* **PROVIDED MATERIAL**:
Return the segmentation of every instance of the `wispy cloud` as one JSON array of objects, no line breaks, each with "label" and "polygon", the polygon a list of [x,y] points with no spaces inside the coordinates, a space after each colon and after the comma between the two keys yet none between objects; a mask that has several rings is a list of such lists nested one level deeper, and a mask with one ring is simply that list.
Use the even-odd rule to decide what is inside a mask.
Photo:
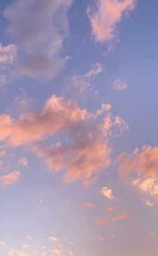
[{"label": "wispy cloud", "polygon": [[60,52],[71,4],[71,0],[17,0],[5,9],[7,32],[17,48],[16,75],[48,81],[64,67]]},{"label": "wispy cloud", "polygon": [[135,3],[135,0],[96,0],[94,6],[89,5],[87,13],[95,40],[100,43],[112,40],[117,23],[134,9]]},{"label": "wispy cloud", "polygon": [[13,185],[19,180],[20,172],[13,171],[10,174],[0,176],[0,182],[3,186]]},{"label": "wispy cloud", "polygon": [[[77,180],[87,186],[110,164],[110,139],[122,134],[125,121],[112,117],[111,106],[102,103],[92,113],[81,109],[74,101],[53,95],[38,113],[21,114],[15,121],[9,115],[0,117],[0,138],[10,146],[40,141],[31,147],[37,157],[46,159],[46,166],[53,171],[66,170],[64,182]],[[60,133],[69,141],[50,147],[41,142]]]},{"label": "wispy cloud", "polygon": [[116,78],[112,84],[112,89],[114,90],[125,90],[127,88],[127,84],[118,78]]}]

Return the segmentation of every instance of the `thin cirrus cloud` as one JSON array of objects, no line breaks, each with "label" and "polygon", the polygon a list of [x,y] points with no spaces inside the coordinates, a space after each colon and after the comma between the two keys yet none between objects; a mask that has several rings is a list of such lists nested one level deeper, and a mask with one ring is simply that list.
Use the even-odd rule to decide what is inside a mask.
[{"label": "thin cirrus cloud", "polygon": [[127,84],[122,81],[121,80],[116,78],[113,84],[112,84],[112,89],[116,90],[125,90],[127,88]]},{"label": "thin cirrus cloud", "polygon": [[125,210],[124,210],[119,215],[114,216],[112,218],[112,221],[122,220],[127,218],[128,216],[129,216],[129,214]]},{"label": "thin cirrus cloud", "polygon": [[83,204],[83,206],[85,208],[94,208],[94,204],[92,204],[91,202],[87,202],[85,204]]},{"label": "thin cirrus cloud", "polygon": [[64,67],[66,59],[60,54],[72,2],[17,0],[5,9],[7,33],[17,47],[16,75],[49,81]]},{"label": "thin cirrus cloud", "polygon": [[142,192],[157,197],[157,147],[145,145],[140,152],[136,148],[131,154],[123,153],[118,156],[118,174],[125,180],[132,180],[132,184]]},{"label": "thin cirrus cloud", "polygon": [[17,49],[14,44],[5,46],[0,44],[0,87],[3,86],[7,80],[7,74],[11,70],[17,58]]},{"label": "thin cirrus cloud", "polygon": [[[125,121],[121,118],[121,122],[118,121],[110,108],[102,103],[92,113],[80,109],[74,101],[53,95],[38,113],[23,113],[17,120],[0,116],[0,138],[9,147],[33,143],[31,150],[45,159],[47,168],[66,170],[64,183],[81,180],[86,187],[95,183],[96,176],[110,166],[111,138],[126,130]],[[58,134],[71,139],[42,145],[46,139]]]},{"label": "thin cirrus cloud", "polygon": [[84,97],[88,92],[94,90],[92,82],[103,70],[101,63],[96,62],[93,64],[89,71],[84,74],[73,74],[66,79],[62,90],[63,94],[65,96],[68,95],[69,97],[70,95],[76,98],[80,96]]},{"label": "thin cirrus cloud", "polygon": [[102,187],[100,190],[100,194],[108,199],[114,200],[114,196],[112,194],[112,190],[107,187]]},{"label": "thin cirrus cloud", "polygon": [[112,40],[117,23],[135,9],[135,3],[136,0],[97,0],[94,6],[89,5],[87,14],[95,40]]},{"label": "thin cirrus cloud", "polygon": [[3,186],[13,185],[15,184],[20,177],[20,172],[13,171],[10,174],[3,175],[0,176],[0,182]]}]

--

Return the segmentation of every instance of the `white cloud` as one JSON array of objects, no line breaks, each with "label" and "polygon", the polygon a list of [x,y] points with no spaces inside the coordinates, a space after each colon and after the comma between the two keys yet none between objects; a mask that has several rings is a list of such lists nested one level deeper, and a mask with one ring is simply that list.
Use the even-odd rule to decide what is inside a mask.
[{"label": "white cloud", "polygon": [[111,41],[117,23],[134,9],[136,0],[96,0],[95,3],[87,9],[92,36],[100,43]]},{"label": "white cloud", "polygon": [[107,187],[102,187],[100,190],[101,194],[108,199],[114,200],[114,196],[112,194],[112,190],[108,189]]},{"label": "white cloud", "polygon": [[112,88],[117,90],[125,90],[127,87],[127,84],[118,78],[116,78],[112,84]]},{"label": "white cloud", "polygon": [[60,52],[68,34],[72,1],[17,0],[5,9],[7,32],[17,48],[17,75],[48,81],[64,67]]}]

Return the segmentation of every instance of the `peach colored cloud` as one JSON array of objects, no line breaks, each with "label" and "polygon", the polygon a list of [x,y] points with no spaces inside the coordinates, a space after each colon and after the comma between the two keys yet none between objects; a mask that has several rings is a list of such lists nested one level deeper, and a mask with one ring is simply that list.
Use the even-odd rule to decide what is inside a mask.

* **TASK GOAL**:
Return every line from the items above that contains the word "list", copied in full and in order.

* **THE REPLY**:
Return the segmentation of every instance of the `wispy cloud` as one JSON array of objects, no line breaks, each with "label" and "polygon", the polygon a list of [x,y] points with no spaces inside the coordinates, a space after each colon and after the comma between the two keys yet none between objects; a mask that has several rings is a list of such lists nested one level deeper, and a mask with one ring is simply that list.
Return the segmentation of every instance of the `thin cirrus cloud` as one JSON array of objects, no line breaks, each with "label" and "polygon", the polygon a list of [x,y] points with no spaces inside the coordinates, a space after each colon and after the comma between the two keys yet none between objects; a mask that has several rings is a list of such lists nested one level deeper, and a mask with one ring is simply that list.
Return the segmentation of every instance of the `white cloud` as one JSON array of objects, no line breaks, each with "label" and "polygon", the polygon a list of [x,y] points with no spaces inside the coordinates, a space after each colon and after the comma between the two keys yet none between objects; a mask that has several rings is a list of such lists nested one level deeper, and a mask with one ring is simply that list.
Return the segmentation of every instance of the `peach colored cloud` as one JSON array of objects, no line breaks, each with "label" and "polygon", the polygon a list of [x,y] points with no spaces inside the coordinates, a space after each colon and after the comma between the two keys yet none between objects; a mask that has several rings is a list of such lists nested one level deeper, and a mask with one ring is simply that list.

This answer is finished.